Tarefa breve a: Altera a parte dos registos que abre com a linha que contém "to the small" e fecha com a linha que contém "[1206, 498]", substituindo "golden" por "gilded" e mantendo tudo o resto igual.
□ □ □
Na sua companhia lá fomos calmamente, calcorreando a Rua Voz do Operário, na busca do número 21. Para nosso espanto, este número de polícia não existia. O semblante do Padre Correia da Cunha deixava-me aturdido. Era evidente que tinham mentido sobre o seu endereço. Era necessário tentar encontrar alguma pista que o casal “ burlão” tivesse deixado naquela rua e que pudesse ser utilizada para os desmascarar.

O Padre Correia da Cunha interrogou muitos paroquianos sobre o misterioso casal.  Tivemos pouca sorte em encontrar alguém que os conhecesse.

Já no regresso à Igreja Paroquial, num dos últimos prédios da rua, uma rapariga que estava à porta acompanhada de uma mulher, que deveria ser a mãe, deram-nos as últimas informações. Recordavam aquele casal pelas indicações fornecidas pelo reverendo.

- Eles foram-se embora, Sr. Prior!

- Sabem para onde?

- Nem qual diabo! - Respondeu a mulher mais velha.

- Apareceu aqui uma furgoneta e sumiram-se, sem me pagarem, o aluguer do quarto.

Sempre que o Padre Correia da Cunha, nos seus aposentos, olhava para aquela estrutura de talha dourada de um velho órgão setecentista, onde se encontravam os restantes componentes da sua magnífica aparelhagem estereofónica de marca QUAD; ficava silencioso, impressionado pela sua doce resignação, pois havia poupado 30.000 escudos. Não gostava de tocar naquele assunto, pois era doloroso ter perdido algo que lhe havia sido dado com tanta afeição pelo seu amigo do coração Rui Valentim de Carvalho (1931-2013).
□ □ □
Tarefa breve b: Prossegue o relato sobre o Padre Correia da Cunha e o casal burlão a partir da última frase do excerto.

Registos de marcação de pontos:
□ □ □
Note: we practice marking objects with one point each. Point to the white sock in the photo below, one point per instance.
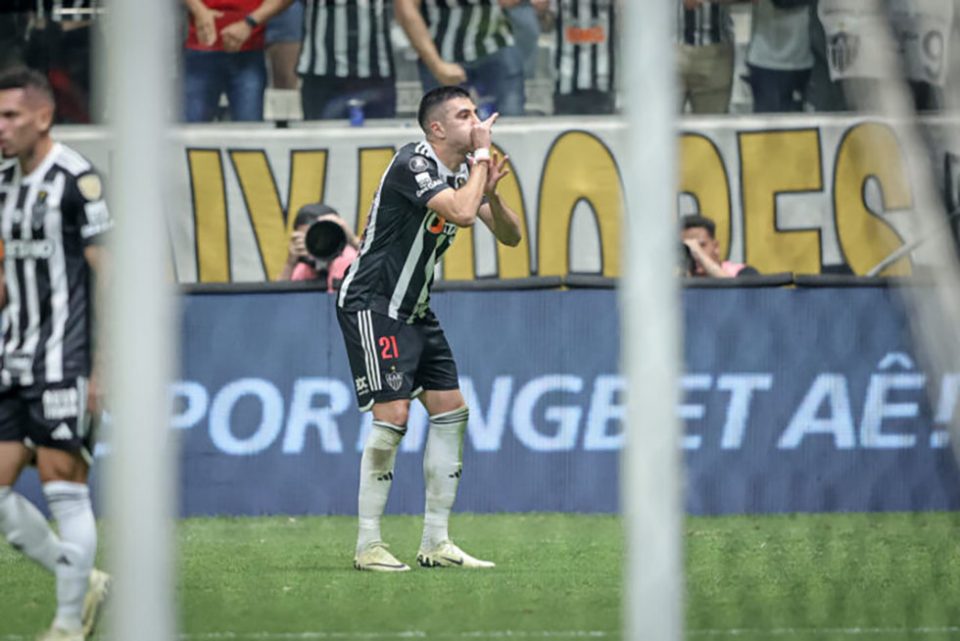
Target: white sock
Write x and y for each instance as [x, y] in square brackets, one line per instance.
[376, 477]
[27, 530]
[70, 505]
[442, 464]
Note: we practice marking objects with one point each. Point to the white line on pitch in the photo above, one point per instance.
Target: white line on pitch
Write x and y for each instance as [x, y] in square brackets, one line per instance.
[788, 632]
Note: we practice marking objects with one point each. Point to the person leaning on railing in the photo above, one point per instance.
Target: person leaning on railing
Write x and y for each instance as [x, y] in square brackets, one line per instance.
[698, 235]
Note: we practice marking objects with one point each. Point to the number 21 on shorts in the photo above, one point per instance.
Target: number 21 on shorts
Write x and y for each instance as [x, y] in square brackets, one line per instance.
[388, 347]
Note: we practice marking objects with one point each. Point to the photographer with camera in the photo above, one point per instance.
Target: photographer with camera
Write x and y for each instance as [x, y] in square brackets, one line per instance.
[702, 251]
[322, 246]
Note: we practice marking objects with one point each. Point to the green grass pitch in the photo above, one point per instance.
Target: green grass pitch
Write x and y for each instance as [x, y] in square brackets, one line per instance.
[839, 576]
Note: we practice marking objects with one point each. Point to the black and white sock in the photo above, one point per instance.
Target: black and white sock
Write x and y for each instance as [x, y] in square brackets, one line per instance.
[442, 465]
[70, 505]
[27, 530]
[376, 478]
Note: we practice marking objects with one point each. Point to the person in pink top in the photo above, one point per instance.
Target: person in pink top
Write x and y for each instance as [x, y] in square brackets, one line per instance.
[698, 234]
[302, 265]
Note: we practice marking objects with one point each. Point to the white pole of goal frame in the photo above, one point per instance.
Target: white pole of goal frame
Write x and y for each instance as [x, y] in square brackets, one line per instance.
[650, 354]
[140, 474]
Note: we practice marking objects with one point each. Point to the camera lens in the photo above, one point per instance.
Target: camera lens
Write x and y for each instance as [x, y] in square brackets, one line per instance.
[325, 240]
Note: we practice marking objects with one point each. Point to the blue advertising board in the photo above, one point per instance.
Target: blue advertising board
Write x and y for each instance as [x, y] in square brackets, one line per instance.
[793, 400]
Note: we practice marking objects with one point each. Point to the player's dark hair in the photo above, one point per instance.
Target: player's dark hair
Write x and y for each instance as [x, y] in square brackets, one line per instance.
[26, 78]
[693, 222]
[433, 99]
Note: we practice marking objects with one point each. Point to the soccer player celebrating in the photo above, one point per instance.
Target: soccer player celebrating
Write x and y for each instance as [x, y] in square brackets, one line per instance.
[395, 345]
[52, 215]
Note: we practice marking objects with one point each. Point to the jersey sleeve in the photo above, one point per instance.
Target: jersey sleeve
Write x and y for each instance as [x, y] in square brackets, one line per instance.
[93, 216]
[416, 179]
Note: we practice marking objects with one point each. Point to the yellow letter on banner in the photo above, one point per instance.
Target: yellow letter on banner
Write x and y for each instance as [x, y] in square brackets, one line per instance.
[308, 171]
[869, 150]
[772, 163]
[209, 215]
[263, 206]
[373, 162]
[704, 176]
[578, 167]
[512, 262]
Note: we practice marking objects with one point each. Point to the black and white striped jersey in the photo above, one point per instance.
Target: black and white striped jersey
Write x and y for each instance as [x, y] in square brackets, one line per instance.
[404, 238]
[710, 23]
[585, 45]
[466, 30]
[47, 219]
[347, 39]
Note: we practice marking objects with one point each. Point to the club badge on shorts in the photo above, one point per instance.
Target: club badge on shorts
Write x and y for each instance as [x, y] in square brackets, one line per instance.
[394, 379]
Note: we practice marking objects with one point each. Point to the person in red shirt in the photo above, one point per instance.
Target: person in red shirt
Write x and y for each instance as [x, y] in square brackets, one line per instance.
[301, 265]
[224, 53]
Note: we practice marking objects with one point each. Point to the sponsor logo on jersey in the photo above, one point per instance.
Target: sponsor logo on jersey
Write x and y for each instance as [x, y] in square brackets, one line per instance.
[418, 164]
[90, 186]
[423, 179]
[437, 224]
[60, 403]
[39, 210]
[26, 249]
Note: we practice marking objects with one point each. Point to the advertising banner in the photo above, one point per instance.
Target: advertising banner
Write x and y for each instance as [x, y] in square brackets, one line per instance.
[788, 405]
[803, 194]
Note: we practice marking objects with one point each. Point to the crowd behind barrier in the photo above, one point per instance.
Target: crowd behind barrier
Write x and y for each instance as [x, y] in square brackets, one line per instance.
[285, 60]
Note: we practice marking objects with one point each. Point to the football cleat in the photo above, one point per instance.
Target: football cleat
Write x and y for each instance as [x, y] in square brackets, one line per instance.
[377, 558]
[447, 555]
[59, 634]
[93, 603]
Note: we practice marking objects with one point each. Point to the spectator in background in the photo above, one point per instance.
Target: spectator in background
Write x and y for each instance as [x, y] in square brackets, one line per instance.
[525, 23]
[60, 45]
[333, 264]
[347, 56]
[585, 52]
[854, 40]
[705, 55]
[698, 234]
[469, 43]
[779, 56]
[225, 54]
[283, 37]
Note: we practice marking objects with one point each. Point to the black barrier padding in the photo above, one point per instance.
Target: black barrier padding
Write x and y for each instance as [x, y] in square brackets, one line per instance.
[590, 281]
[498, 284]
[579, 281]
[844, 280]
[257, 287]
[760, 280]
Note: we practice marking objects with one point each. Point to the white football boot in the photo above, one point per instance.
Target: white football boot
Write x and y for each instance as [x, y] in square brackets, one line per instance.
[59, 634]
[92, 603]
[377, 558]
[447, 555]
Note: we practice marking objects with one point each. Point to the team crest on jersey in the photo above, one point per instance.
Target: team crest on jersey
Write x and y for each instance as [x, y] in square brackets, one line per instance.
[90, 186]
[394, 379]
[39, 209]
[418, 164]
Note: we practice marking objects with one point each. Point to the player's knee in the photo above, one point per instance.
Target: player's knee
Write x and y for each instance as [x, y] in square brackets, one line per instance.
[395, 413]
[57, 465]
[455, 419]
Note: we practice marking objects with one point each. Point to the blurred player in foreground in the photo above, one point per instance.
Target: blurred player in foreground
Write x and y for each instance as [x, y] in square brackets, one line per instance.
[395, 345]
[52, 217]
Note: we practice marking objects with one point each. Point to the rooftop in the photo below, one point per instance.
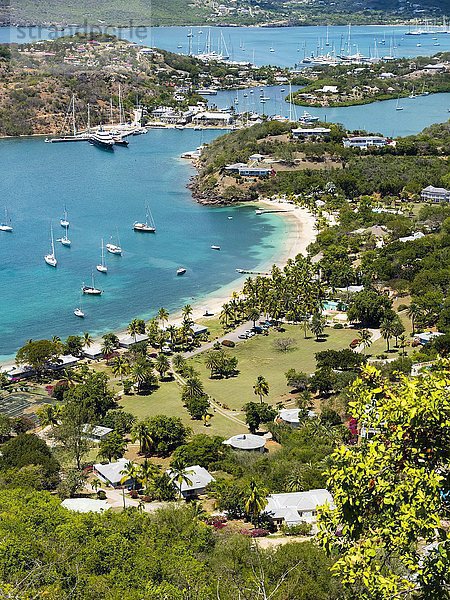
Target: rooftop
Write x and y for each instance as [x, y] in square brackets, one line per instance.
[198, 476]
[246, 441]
□ □ □
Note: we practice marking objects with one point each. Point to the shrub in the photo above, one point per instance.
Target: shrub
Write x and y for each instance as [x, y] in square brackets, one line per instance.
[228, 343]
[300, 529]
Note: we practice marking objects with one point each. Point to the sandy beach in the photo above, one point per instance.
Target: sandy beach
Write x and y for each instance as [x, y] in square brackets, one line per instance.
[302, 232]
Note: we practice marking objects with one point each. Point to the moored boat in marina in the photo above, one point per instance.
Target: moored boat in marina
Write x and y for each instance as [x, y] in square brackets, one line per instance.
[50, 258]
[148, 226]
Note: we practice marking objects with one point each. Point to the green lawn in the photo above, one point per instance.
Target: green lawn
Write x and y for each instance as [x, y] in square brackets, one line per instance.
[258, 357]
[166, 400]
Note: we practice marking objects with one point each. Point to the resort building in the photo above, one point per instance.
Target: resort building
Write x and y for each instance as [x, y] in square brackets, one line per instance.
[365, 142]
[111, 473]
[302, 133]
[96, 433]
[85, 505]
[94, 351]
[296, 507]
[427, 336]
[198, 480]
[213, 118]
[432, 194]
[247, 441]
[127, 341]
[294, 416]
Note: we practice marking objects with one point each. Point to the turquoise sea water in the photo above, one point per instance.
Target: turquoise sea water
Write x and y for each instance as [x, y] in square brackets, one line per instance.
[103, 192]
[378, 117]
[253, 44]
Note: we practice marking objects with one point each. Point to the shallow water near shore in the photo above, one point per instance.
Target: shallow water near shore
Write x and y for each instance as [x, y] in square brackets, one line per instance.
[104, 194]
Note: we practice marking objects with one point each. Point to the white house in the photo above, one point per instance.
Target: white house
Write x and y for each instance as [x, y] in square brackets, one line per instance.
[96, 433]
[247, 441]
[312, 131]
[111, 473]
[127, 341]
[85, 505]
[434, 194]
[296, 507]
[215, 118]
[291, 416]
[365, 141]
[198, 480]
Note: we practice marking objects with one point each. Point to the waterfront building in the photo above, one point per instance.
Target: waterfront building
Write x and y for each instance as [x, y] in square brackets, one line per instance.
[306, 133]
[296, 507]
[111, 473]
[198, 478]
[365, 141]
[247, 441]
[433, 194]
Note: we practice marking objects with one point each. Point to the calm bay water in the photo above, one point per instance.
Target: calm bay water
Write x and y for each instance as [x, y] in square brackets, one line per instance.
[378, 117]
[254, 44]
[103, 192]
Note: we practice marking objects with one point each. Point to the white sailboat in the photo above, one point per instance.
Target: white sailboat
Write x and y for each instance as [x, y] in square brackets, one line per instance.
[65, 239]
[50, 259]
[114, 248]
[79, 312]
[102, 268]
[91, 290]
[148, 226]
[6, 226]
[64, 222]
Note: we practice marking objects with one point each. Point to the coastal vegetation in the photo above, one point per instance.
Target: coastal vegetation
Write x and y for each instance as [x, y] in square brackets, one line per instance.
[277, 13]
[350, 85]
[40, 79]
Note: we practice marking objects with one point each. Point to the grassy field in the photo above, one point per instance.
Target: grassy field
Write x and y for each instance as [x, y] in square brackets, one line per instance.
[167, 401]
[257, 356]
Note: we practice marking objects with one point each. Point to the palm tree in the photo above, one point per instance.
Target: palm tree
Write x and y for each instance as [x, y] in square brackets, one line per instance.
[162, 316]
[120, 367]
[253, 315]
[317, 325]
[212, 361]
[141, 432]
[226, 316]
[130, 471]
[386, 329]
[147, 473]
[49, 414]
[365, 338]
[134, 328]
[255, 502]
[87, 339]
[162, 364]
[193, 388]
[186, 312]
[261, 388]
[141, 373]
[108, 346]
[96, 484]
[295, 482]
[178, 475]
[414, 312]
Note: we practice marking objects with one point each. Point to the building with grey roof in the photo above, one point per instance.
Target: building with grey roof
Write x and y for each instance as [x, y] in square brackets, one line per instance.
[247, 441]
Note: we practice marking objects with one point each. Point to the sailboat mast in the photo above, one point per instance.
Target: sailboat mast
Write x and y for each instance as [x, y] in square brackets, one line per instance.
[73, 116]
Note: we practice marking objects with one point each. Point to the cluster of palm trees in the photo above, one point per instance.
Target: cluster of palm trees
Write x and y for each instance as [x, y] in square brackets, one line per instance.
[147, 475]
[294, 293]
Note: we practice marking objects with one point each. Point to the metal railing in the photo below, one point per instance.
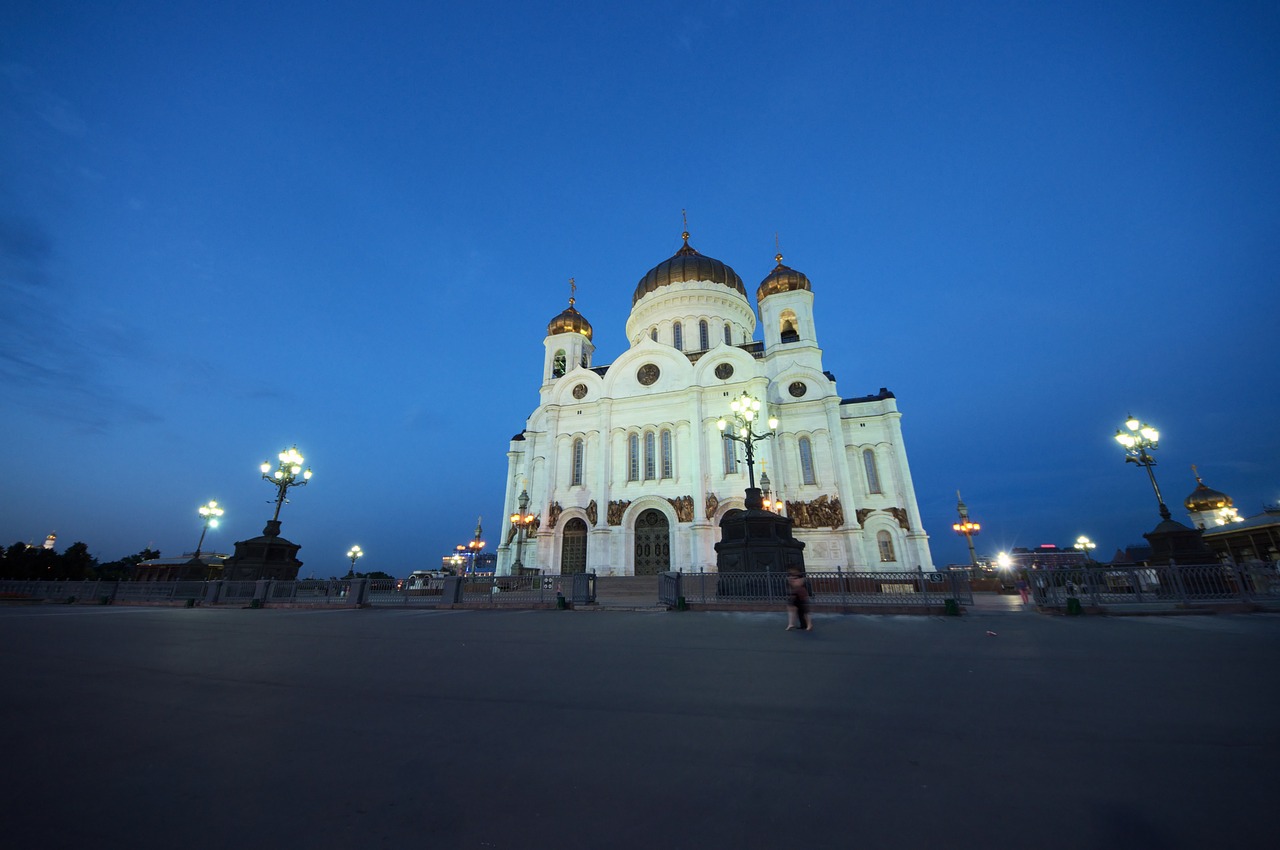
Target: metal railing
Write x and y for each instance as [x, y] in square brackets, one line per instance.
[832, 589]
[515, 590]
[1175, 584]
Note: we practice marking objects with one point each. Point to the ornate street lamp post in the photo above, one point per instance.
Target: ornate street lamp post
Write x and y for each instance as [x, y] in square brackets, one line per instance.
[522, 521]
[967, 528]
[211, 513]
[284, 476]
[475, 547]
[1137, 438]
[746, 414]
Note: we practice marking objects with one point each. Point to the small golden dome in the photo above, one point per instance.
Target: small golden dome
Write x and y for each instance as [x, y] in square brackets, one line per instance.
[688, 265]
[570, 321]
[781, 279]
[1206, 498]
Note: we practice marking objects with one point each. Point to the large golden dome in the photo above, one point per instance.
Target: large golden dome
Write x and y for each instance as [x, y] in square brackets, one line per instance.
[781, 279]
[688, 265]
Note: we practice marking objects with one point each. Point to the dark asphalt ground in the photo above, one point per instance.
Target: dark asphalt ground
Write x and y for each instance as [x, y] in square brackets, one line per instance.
□ □ □
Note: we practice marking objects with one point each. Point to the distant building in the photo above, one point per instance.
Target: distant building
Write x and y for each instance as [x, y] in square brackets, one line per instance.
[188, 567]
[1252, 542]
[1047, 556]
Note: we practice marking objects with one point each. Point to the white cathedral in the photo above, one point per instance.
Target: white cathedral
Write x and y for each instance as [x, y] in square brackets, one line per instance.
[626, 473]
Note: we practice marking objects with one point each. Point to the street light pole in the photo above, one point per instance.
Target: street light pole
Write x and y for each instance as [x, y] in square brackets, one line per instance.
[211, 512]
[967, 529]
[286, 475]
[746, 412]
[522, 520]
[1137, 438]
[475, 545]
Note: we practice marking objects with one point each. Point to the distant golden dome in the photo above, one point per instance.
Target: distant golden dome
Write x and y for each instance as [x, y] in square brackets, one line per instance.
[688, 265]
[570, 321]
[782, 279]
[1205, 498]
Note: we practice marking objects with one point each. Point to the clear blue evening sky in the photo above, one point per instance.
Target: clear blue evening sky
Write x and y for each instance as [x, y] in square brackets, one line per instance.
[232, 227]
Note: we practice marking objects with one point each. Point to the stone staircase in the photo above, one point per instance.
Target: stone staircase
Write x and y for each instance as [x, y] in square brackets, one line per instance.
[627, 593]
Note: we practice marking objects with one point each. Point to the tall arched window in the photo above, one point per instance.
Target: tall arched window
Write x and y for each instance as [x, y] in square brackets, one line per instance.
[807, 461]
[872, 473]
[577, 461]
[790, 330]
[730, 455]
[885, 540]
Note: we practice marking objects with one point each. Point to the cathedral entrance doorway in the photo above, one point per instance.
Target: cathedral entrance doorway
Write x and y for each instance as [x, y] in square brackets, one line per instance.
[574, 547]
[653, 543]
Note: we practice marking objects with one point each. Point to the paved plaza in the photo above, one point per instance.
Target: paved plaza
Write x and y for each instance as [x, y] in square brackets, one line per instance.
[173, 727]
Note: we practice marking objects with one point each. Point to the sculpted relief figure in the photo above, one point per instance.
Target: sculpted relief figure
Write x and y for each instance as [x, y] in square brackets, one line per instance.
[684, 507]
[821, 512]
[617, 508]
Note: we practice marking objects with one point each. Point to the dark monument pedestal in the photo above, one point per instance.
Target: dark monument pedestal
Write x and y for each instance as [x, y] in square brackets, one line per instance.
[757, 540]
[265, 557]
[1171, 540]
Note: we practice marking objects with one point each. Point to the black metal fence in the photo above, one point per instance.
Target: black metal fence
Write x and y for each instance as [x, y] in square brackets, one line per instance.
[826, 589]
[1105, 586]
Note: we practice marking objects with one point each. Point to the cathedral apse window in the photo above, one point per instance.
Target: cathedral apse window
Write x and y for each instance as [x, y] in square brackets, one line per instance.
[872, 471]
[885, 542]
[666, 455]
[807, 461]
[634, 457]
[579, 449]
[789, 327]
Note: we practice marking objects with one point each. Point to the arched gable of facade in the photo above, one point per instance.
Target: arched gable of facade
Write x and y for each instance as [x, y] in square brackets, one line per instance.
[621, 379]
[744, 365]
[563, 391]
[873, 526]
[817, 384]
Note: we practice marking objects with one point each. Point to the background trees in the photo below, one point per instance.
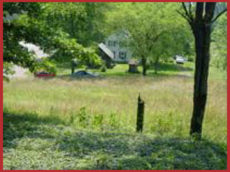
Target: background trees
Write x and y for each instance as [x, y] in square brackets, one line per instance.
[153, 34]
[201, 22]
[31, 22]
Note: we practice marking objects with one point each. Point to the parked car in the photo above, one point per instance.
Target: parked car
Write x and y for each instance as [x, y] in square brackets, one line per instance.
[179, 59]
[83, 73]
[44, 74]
□ □ □
Resultado da tarefa a:
Note: we practice marking objects with one point each. Point to the small gilded dome in the photo above, one point per instance.
Target: small gilded dome
Write x and y for each instance as [x, y] in square brackets, one line per instance.
[688, 265]
[570, 321]
[781, 279]
[1206, 498]

Resultado da tarefa b:
RUI VALENTIM DE CARVALHO
Este empresário editor faleceu esta segunda-feira, 11 de Novembro de 2013. O Padre Correia da Cunha teve a sorte de o ter tido como amigo. Referia o reverendo que era para ele uma honra e uma distinção de ter conhecido este grande Senhor de cultura, possuidor de um bom gosto e de uma enorme sensibilidade artística e humana. Um perfeccionista que privou com imensos artistas e intelectuais, que atraía pela sua dedicação e carinho.


- Mas como diabo! Veio à Paroquia de São Vicente de Fora falsificando uma hipotética morada da Paróquia da Graça.

O mais espantoso é que este modesto casal de “burlões” praticou esta proeza, pela confiança que o Padre Correia da Cunha dispensou, pois nem se serviu do seu poder de insinuação e não foi aquele Cartório Paroquial para cometer qualquer irregularidade salvo a falsificação de morada.

Lembro que o Padre Correia da Cunha desejou ardentemente que pelo menos aquela inocente criança tenha recebido o Sacramento do Baptismo.

Para quem conheceu o Padre Correia da Cunha como eu, sabia que rapidamente superava estes acontecimentos como contingências terrenas. A vida para si só valia quando a colocava ao serviço dos outros.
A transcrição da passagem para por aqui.